Goal:
Find every line in the entries below that contains the word "waterfall", and copy each of those lines.

>> START Exercise input

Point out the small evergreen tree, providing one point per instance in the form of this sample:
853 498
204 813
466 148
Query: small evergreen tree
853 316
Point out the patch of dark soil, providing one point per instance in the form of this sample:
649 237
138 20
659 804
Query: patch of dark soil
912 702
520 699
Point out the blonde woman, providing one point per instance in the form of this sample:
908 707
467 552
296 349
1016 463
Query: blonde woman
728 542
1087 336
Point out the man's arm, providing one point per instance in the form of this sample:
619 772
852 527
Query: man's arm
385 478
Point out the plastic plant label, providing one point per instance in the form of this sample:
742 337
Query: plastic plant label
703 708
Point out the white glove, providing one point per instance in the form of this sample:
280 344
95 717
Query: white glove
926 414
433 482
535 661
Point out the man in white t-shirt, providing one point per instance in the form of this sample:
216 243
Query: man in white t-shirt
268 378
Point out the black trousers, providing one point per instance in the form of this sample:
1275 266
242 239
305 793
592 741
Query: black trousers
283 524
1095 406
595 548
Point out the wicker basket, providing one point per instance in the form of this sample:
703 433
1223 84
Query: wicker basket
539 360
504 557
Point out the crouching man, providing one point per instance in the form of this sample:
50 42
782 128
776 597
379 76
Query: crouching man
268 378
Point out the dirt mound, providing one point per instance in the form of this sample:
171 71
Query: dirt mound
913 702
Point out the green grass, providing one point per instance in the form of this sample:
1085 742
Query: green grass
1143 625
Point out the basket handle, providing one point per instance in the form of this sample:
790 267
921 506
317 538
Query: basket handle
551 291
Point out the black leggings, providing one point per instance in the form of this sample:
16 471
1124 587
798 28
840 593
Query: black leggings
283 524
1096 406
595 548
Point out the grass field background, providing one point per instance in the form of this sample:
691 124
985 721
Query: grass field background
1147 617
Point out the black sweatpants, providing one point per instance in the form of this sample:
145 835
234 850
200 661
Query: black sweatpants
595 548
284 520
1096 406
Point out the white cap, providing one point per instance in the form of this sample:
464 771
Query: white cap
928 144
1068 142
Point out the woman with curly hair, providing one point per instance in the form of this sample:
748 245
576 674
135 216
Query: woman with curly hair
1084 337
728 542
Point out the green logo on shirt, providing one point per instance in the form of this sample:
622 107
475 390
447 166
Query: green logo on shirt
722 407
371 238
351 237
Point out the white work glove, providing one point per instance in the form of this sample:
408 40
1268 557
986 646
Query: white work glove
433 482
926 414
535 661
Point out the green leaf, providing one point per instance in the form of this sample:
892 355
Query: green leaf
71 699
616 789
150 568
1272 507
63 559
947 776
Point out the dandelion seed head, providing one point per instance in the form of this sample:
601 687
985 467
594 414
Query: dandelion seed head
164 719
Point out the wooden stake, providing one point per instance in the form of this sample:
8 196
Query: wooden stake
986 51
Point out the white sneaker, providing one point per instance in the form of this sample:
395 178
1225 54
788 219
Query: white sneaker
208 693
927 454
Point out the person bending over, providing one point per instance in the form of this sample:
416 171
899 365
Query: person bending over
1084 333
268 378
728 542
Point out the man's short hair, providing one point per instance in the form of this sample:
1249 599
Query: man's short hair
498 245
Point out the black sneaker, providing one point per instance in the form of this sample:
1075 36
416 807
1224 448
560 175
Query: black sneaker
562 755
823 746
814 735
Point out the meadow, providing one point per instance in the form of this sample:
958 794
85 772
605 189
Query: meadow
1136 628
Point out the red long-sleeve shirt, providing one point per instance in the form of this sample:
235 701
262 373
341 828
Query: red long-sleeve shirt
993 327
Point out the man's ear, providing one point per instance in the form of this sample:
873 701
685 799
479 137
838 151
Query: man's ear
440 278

>> END Exercise input
>> START Exercise input

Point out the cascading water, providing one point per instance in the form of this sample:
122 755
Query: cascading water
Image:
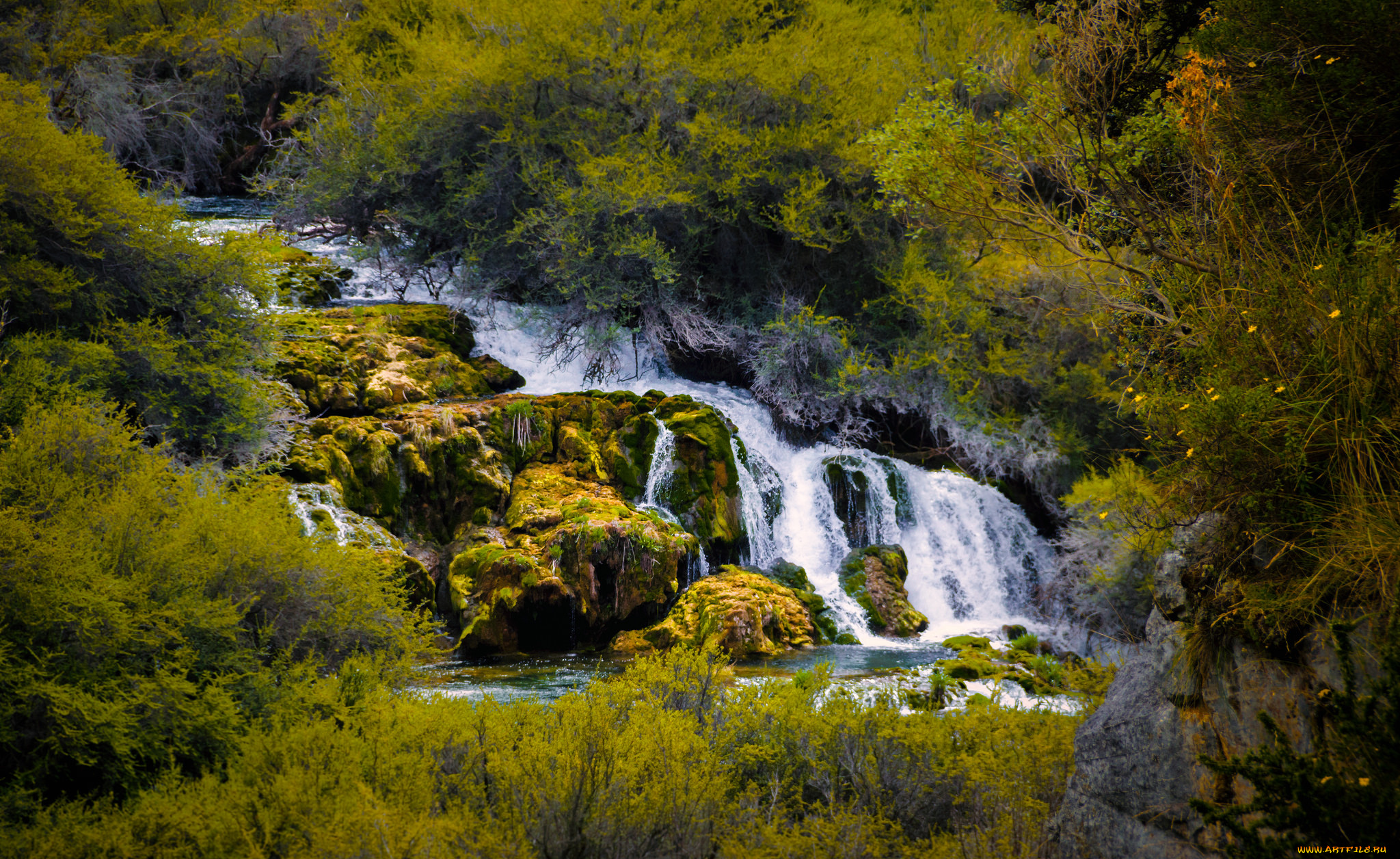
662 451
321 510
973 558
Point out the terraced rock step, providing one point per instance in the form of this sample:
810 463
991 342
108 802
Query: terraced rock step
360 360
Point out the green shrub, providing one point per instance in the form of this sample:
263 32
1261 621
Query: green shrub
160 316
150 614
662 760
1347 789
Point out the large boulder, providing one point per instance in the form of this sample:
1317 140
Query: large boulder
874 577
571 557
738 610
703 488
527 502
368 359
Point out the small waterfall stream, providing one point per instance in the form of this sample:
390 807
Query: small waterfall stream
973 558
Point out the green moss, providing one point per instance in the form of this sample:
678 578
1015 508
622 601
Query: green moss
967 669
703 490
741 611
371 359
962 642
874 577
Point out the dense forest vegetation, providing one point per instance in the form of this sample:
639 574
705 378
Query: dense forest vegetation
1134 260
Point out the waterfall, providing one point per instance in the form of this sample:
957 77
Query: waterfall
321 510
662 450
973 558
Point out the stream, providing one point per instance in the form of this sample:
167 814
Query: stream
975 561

>> END Exercise input

Correct response:
Point out the small waterfall stream, providing one point per instance in the form of this sample:
Query: small waterfall stream
Point out the waterfall, providing one point per instance in the form of this sample:
Query: waterfall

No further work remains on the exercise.